**Problem set:**
(a) In the text on music and nostalgia, which two music venues in lower Manhattan does punk rock bring back to mind?
(b) Continue the text on music and nostalgia, picking up after its last sentence.

**Text provided:**
——
It’s important to have vinyl, cassette tapes, and CDs on hand if you feel like listening to any of them at any given time. The digital shit. Trash bin.
I miss New York all the time. Punk rock music, for example, takes me back to all those shows at Irving Plaza and CBGBs in lower Manhattan, and the time spent in Long Beach, California, working for the newspaper and hanging out with Carlos and Lon, and Pamela, and Tia, and Irene, and my buddies from work. Music does weird things to us.
I like feeling nostalgic. It’s soothing. But not forced nostalgia. It has to come naturally, almost by accident.
Growing up, I had a crush on the same girl from 5th grade through high school. She never liked me the way I liked her because that would have been too perfect. But that was ok. There are no hard feelings, never were. Nature doesn’t like what it can’t control, and it can’t control how music hits us and how we decide what crush is worth chasing for years. Nature tries to control us, and we fight against it. I knew she was out of my league, and that I never stood a real chance, and my pathetic pining for her affection and endlessly dreaming gave it all meaning. It was poetic. I was Lord Byron without the flowing hair to back it up. I am filled with humiliation, revealing these true sentiments that I carried throughout my adolescence, but it was the foundation for the spectacular nostalgia I was able to experience in later life. And it was music that woke the sleeping dragon. Those songs come on at the grocery store, or while I am in a restaurant, and I am catapulted right back to my driveway, the basketball in my hands, practicing so I could be good enough for her to cheer for me. It’s cheesy, but it is what it is. I can’t control that. I don’t want to control it. If we had been together, learning each other’s idiosyncrasies, fighting and cheating and breaking up, would the music hit me the same? I don’t know. I doubt it, though. And I have no benchmark to weigh it against. I think that differentiates me from most people, who have something to measure nostalgia against. I only have what might have been had I been cooler, taller, the lead singer in a band, did I say cooler? My high school years were good, but could easily fit into the lyrics of a Katy Perry song. I was something I had to accept, but was never able to come to terms with. Certain songs remind me of this, too.
——
**Data for analysis:**
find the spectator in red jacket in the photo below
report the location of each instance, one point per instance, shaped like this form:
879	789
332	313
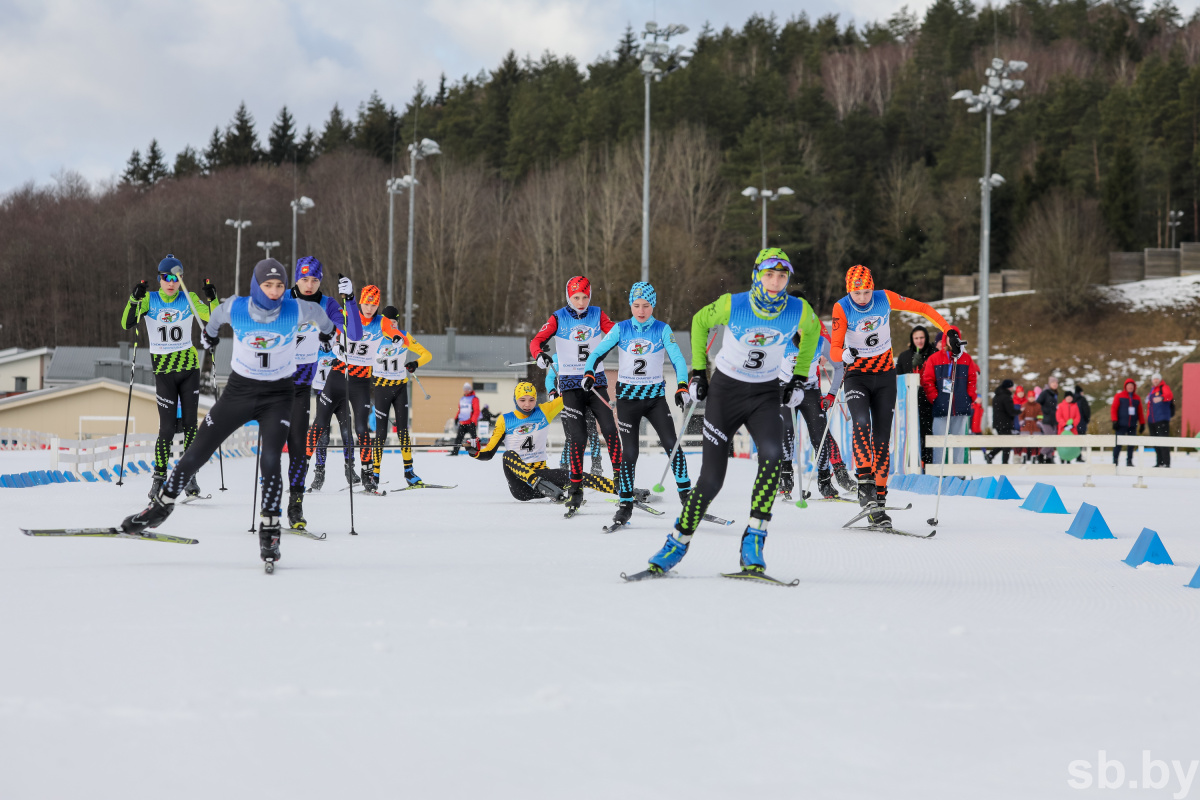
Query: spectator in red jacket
935	383
1159	410
467	416
1127	417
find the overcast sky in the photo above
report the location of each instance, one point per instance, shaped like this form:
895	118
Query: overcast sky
84	82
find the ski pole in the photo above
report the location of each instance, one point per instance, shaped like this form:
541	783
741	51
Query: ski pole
949	413
802	503
687	417
253	500
129	401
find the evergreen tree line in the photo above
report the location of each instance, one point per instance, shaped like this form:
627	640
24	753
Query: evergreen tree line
540	176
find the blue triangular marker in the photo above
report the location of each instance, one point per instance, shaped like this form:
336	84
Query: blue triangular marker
1147	549
1089	523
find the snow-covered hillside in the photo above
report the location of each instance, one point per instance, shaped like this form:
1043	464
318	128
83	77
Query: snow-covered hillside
467	645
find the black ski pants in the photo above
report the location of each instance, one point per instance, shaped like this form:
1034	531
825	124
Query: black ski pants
731	404
269	403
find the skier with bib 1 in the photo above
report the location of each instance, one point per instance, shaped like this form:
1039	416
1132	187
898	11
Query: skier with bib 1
262	388
643	343
309	272
862	340
576	329
177	366
745	391
523	433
——
**Outputs by task:**
(a) Irving Plaza and CBGBs.

(b)
As we, the almost cool, wallowed in our awkwardness, the songs of Weezer, Rusted Root, Counting Crows, Maria Carey, Jade, Better Than Ezra, even Nirvana, MxPx, Flogging Molly, and Blink-182 tattooed our young brains with future blasts of nostalgia. The same can be true, hearing the songs of The Beach Boys, Billy Joel, Whitney Houston, or Phil Collins, but those are the pre-teen and post-college years. Isn’t it funny how that music came full circle? Guns ‘n Roses, Skid Row, White Snake, and Poison also have a role in the nostalgic waves I find myself surfing. By now, you might think that I live fully in the past, and think, what a sorry loser. I don’t live in the past at all. I don’t live in the future. I live solely and fully in the present, but, as a Cancer, known for my renowned emotional depth, and vulnerable heart hidden behind a crabbyish exterior (according to purewow), I can easily get swept up in memories of longing for that cute blonde girl that dated half my friends and got away. Again, I am not bitter. Emotionally scarred, traumatized, and psychologically damaged beyond repair, sure, but we all have to have something from our pasts to “get over.”